[Records from a data collection]
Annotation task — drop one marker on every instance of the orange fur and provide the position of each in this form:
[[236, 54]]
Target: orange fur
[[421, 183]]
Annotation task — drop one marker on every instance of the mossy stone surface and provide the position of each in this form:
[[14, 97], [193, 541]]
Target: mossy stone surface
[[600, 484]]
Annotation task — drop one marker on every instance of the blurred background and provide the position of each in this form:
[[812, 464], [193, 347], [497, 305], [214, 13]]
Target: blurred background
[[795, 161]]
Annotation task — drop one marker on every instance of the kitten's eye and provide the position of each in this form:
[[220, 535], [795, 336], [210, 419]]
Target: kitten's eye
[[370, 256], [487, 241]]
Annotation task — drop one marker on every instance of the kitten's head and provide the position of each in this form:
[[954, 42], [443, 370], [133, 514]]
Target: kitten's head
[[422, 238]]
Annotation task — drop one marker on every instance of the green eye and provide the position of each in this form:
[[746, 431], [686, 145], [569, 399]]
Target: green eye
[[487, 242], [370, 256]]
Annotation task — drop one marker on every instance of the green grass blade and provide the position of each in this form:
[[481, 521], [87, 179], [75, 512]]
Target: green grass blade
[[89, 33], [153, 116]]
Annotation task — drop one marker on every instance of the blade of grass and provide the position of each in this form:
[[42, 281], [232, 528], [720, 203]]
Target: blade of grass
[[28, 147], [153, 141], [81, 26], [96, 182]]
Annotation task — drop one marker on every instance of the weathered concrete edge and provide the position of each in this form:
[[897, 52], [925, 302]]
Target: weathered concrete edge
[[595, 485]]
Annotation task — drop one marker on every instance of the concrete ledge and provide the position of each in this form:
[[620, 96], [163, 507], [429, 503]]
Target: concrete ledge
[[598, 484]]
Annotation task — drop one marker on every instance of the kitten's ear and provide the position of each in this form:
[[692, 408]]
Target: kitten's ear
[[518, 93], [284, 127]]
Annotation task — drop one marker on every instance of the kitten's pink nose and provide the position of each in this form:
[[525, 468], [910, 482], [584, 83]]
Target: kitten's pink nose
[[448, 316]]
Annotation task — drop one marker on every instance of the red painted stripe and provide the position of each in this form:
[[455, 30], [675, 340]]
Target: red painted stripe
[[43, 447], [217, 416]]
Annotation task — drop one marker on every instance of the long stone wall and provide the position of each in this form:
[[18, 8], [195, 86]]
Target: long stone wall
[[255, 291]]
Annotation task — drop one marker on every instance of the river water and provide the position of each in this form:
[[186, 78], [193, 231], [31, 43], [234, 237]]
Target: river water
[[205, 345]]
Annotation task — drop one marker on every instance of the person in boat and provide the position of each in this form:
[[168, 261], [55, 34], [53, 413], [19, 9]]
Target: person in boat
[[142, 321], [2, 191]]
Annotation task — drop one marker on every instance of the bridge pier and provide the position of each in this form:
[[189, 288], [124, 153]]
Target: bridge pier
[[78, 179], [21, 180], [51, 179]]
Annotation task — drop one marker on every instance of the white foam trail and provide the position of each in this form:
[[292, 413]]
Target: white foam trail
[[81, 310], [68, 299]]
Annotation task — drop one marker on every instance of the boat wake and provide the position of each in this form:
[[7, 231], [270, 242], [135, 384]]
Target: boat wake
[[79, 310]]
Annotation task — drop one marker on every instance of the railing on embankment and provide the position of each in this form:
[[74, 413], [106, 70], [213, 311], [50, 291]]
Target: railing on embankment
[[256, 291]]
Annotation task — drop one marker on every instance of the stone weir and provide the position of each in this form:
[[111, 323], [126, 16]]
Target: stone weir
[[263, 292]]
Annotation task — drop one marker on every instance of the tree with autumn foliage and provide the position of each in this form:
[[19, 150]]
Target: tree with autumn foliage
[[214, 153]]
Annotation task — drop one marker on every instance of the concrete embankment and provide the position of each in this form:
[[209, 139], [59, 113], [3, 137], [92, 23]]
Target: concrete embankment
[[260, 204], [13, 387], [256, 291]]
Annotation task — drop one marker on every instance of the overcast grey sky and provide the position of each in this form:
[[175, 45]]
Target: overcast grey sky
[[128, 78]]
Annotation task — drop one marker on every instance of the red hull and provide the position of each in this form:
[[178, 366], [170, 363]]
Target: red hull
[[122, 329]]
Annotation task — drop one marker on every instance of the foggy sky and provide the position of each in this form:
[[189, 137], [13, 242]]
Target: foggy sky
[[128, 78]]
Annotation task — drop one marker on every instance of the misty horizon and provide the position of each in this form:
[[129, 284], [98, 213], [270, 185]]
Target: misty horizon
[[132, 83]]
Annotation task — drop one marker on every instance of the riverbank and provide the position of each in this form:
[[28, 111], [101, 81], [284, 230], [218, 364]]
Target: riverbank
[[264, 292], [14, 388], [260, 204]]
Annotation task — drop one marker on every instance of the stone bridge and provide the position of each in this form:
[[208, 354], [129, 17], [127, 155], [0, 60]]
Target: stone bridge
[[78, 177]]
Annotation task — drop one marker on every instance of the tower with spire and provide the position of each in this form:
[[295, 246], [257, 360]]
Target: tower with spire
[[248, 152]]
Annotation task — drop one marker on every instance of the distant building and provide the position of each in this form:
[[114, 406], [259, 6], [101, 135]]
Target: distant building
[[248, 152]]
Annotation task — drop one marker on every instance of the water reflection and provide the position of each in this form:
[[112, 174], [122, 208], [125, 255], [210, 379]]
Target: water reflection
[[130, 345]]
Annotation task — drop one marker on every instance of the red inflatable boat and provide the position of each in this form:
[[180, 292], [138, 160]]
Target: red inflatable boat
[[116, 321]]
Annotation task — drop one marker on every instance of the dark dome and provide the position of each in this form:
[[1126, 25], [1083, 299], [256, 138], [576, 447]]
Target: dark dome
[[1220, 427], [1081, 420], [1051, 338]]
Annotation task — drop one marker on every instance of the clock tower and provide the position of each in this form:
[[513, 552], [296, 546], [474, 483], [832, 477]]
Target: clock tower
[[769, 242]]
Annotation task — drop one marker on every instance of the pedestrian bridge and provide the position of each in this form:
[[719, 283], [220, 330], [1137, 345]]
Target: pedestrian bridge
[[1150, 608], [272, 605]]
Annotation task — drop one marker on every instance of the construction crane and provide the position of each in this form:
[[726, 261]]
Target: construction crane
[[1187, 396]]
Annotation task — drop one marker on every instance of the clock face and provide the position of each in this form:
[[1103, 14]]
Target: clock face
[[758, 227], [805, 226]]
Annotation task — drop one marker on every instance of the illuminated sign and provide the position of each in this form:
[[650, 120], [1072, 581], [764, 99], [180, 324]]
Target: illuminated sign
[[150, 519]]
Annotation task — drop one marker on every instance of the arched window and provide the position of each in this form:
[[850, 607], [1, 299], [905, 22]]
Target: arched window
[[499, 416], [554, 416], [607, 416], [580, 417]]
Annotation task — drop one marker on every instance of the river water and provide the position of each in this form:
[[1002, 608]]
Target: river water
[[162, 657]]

◆ Problem requirements
Print all of the records above again, line for line, without changing anything.

◆ Task response
Annotation task — drop one marker on every instance of the orange fur and provide the position of each in this form:
[[236, 54]]
Target: orange fur
[[421, 183]]
Annotation task — drop one marker on every instance of the mossy stone surface and provide the position of each in this form:
[[14, 97], [193, 541]]
Target: mossy stone surface
[[600, 484]]
Annotation task — drop one marker on every instance of the blurred background and provide the position of each in this form:
[[812, 464], [193, 347], [497, 305], [214, 13]]
Target: blurred background
[[795, 161]]
Annotation task — drop one marker on every instance of the kitten's eye and provide the position of each in this form:
[[220, 535], [795, 336], [210, 419]]
Target: kitten's eye
[[370, 256], [487, 241]]
Annotation task — drop one marker on every instance of the kitten's head and provide the position of each in this form:
[[954, 42], [443, 370], [133, 514]]
Target: kitten's head
[[422, 238]]
Annotation task — drop one marker on every instance of the green eye and provide the position of each in this form:
[[746, 431], [686, 145], [569, 399]]
Target: green eye
[[487, 242], [370, 256]]
Annotation task — drop one marker on every instance of the green grass blade and provide the position of each in this form:
[[481, 521], [87, 179], [75, 512]]
Target: green grass blade
[[89, 33], [153, 116]]
Annotation task — drop one marker on every instance of the blade of grass and provide the position of each in this form:
[[42, 281], [232, 528], [720, 203]]
Target: blade of grass
[[28, 147], [153, 141], [81, 26], [96, 182]]
Annotation task — drop one marker on every instance of the weathered concrete edge and provide the position of each in this form:
[[897, 52], [925, 302]]
Target: weathered concrete edge
[[595, 485]]
Annotation task — drop one marker on every instance of the concrete ledge and provide the position of each in this form:
[[620, 96], [163, 507], [429, 503]]
Target: concrete ledge
[[598, 484]]
Annotation task — drop one marker on every instance of the kitten's ear and provide the position of each in this form:
[[692, 408]]
Target: kitten's ear
[[518, 93], [284, 127]]
Annotation task — drop one marker on every instance of the kitten's pink nose and provide the position of each in this form:
[[525, 468], [910, 482], [584, 83]]
Target: kitten's pink nose
[[448, 316]]
Annotation task — drop one marker on every instance of the red painted stripe and provide the position of each in this form:
[[455, 30], [675, 340]]
Target: red painted stripe
[[43, 447], [217, 416]]
Annotation task — drop one marker on every instance of the long stone wall and provide the position of each in this form:
[[18, 8], [195, 86]]
Target: long stone wall
[[255, 291]]
Annotation task — drop one marker on every instance of the river water and provide the position of each in this form:
[[186, 78], [193, 231], [31, 43], [234, 237]]
Target: river water
[[205, 345]]
Annotation task — drop one marker on every instance of the person in boat and provide the position of each in this form:
[[168, 261], [55, 34], [53, 413], [19, 9]]
Target: person in boat
[[142, 321], [2, 191]]
Annotation task — drop one marker on every instance of the bridge pier and provide the position of each in this form:
[[189, 288], [124, 153]]
Target: bridge pier
[[78, 179], [21, 180], [51, 179]]
Annotation task — drop one marker on every instance of the white foam trail and provide the position of each in this form:
[[292, 413]]
Target: white foam trail
[[81, 310], [68, 299]]
Annotation task — drop one marker on every instance of the boat wake and provide the position of each in this form:
[[7, 231], [270, 242], [135, 384]]
Target: boat wake
[[79, 310]]
Annotation task — drop one marker on every instance of the railing on embankment and provide the position of each in this form:
[[74, 413], [106, 70], [213, 311], [50, 291]]
Target: railing on embankment
[[256, 291]]
Annotation task — drop one marker on every instance of the stone weir and provide the position of each in this form:
[[111, 323], [126, 16]]
Target: stone weir
[[263, 292]]
Annotation task — drop one marker on every instance of the tree with autumn foliage and provide the position of each in this form:
[[19, 150]]
Target: tree with autumn foliage
[[214, 153]]
Annotation task — drop one marker on every instance of the concrete embankment and provide the position of each in this form:
[[209, 139], [59, 113], [3, 137], [92, 23]]
Target: concrete embankment
[[260, 204], [13, 387], [256, 291]]
Annotation task — drop one marker on every instance of the overcast grey sky and provide the position of each in this form:
[[175, 45]]
Target: overcast grey sky
[[128, 78]]
Annotation task — drop one marker on every instance of the red hull and provide the position of each in this form:
[[178, 366], [170, 363]]
Target: red hull
[[122, 329]]
Annotation task — drop one marker on every instance of the foggy sky and provide the position of each in this form:
[[189, 137], [13, 242]]
Target: foggy sky
[[128, 78]]
Annotation task — drop one marker on every instance of the misty horizon and provide the position of each in this form:
[[129, 284], [98, 213], [270, 185]]
Target: misty horizon
[[132, 83]]
Annotation task — drop one marker on every instance of the riverbank and provide the position of each in this form:
[[28, 111], [101, 81], [284, 230], [218, 364]]
Target: riverbank
[[264, 292], [14, 388], [260, 204]]
Annotation task — drop one marker on every instance of the stone bridge and provide the position of each in this form:
[[208, 354], [129, 17], [127, 155], [0, 60]]
Target: stone bridge
[[78, 177]]
Annotation task — drop one marker on every instance of the tower with spire and provide the position of each in this form:
[[295, 246], [257, 360]]
Target: tower with spire
[[248, 152]]
Annotation task — drop one marker on every instance of the distant building and provide the position of each in this form:
[[114, 406], [259, 6], [101, 135]]
Target: distant building
[[248, 152]]
Annotation task — drop one marker on every instance of the water reflection and provide the position of each in this form:
[[112, 174], [122, 208], [125, 255], [210, 379]]
Target: water reflection
[[130, 345]]
Annotation task — drop one marker on every instance of the red inflatable boat and provide the position of each in this form:
[[180, 292], [138, 160]]
Target: red inflatable boat
[[116, 321]]
Annotation task — drop one marker on every instance of the dark dome and provide the position of each in this form:
[[1126, 25], [1083, 299], [256, 138], [576, 447]]
Target: dark dome
[[1220, 427], [1081, 420], [1051, 338]]
Annotation task — drop one marker on every instance of the clock tower and provide the position of each in this form:
[[513, 552], [296, 546], [474, 483], [832, 477]]
Target: clock tower
[[769, 242]]
Annotation task — drop one marker on every instance of the pedestrian bridge and provide the position of each in this form:
[[719, 283], [220, 330], [1137, 345]]
Target: pedestrian bridge
[[1150, 608], [272, 605]]
Annotation task — drop one marker on every instance of the construction crane and provide the position of each in this form:
[[726, 261]]
Target: construction crane
[[1187, 396]]
Annotation task — drop one marker on every instance of the clock face and provide the position of each in this form:
[[1103, 14]]
Target: clock face
[[758, 227], [805, 226]]
Annotation task — drop one marker on every instance of the illuminated sign and provide the position of each in this form:
[[650, 120], [1072, 581], [764, 99], [180, 324]]
Target: illuminated sign
[[150, 519]]
Annotation task — drop one marker on every instance of the arched window and provide the position of each in this form:
[[850, 607], [1, 299], [905, 22]]
Target: arched window
[[499, 416], [554, 416], [607, 416], [580, 417]]
Annotation task — drop one marker on every instance of the river water and provide the position of each in this form:
[[1002, 608]]
Target: river water
[[162, 657]]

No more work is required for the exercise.